## [TASK DIRECTIONS]
Duplicate the lines between the one holding "Segment every instance of the plant" and the one holding "[[[11,307],[7,309],[8,325],[27,325],[32,321],[32,307]]]", inclusive. Leave the pictures out of your answer.

(Records from an annotation dataset)
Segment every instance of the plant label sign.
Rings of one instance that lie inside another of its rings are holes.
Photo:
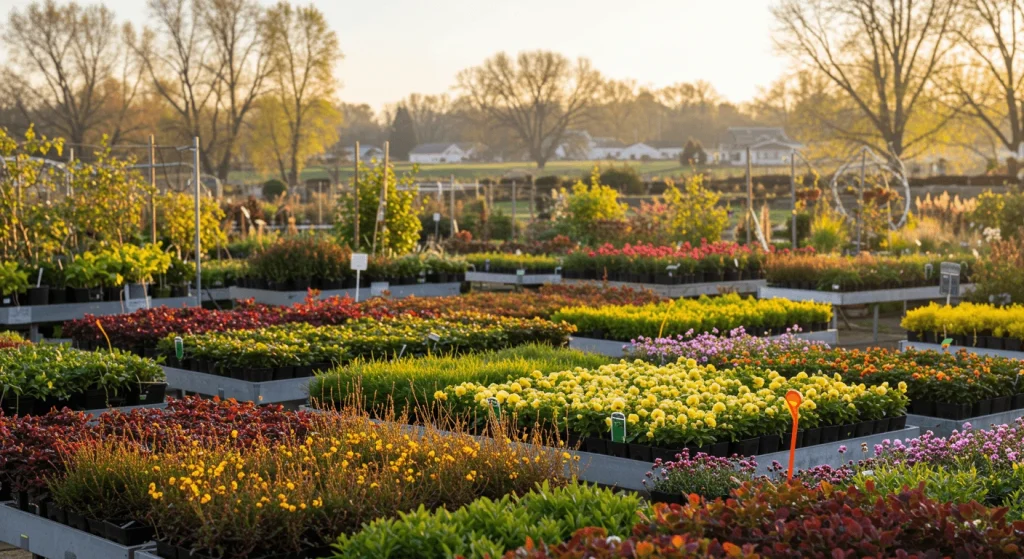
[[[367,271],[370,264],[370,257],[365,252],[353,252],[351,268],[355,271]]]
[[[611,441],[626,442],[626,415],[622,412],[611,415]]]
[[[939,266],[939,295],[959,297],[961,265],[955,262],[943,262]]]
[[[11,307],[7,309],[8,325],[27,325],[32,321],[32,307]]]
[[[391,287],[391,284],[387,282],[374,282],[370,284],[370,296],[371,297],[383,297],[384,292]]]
==
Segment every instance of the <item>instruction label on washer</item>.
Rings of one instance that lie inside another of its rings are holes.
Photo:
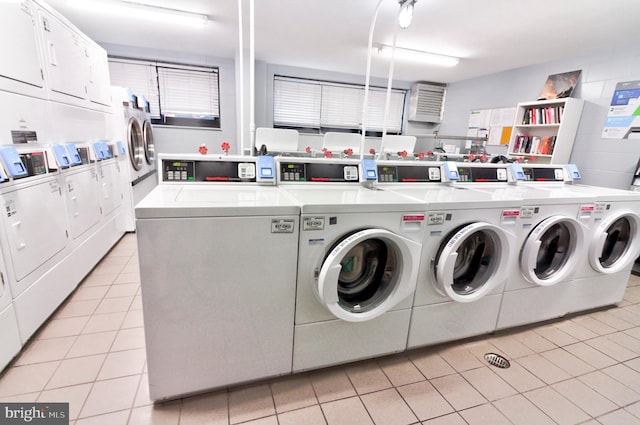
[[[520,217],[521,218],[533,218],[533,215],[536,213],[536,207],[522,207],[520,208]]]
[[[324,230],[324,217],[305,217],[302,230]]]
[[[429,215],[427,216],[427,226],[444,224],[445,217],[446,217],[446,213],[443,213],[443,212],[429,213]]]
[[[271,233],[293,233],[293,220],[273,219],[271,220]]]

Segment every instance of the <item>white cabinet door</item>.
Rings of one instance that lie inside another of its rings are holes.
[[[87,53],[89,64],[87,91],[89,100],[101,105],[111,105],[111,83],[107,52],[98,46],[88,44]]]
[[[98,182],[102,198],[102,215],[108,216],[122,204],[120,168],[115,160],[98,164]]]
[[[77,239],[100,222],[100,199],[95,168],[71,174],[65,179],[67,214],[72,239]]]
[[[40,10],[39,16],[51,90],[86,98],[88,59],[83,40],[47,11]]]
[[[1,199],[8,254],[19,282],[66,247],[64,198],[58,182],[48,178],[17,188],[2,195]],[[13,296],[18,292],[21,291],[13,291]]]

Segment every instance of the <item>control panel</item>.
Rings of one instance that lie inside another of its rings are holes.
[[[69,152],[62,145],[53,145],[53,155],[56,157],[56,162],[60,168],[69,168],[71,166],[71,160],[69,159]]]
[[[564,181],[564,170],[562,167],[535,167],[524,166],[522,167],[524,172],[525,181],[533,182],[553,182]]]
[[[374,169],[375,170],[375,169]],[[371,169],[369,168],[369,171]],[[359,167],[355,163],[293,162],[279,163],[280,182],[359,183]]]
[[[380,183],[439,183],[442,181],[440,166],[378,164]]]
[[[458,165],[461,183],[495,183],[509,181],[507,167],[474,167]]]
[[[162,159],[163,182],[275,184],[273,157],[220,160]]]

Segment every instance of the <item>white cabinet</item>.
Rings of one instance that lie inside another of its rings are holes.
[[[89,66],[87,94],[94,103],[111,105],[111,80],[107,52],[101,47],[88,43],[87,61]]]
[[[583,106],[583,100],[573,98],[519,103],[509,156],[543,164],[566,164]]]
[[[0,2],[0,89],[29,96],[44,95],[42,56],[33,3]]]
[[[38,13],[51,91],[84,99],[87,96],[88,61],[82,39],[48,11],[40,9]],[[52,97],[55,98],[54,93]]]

## [EXPECTED OUTPUT]
Segment every instance of the plant label sign.
Rings of one instance that lie inside another of its rings are holes.
Photo:
[[[367,271],[370,264],[370,257],[365,252],[353,252],[351,268],[355,271]]]
[[[611,441],[626,442],[626,415],[622,412],[611,415]]]
[[[939,266],[939,295],[959,297],[961,265],[955,262],[943,262]]]
[[[11,307],[7,309],[8,325],[27,325],[32,321],[32,307]]]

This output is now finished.